* [WHAT THE TASK REQUIRES]:
Count the lines in the data below that contain the string "clicks". Reply with the number alone.

=-=-=-=-=

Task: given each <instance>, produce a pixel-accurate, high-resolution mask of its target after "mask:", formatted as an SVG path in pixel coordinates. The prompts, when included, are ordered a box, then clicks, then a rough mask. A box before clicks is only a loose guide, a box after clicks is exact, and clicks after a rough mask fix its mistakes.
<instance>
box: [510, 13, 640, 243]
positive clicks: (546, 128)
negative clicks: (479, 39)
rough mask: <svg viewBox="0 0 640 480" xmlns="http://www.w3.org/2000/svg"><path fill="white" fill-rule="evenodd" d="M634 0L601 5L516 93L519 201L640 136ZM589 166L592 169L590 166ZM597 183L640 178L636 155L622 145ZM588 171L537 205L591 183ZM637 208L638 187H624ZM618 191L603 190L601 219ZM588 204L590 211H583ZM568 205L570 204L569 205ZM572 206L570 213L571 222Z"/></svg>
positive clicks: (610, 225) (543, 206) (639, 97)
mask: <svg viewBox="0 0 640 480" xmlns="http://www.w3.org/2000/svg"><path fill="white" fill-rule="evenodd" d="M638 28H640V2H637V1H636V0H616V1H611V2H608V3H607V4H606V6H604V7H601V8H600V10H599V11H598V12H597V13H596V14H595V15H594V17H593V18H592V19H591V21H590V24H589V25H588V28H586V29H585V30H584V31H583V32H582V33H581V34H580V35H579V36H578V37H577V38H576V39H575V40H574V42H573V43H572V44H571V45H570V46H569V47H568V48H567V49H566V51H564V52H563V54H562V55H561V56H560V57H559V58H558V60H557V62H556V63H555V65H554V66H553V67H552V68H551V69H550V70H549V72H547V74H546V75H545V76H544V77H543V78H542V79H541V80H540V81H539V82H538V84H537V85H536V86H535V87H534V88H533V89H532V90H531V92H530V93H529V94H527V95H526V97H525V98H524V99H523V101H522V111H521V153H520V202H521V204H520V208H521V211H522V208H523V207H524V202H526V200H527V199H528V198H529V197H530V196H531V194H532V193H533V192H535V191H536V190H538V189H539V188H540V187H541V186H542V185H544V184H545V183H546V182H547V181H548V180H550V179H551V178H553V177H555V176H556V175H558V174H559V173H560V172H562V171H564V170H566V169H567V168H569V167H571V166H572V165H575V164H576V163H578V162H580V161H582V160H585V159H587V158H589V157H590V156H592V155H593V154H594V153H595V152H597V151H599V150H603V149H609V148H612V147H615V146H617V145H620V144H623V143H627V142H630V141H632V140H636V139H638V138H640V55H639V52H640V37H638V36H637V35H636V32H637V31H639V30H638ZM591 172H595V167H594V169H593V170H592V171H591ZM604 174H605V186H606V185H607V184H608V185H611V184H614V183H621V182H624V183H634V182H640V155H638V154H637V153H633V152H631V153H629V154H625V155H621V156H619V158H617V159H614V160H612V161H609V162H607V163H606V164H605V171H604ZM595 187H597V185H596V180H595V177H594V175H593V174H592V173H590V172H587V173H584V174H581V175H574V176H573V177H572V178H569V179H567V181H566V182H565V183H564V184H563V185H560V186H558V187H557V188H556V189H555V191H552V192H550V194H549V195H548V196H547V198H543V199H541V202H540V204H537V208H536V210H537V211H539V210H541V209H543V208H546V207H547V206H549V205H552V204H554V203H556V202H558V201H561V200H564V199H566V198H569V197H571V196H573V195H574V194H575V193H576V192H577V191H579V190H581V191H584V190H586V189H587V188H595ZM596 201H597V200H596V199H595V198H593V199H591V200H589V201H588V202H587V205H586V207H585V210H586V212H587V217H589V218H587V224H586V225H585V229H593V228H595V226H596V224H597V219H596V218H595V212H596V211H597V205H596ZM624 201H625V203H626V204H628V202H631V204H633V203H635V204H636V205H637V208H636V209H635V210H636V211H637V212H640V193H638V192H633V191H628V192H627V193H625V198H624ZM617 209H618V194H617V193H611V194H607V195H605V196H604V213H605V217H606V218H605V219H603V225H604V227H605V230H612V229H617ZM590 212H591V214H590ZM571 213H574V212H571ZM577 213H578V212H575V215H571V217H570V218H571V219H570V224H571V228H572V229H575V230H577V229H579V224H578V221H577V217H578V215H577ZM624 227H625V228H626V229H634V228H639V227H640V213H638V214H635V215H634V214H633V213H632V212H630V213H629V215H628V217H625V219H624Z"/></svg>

=-=-=-=-=

* [THE COMPLETED TASK]:
4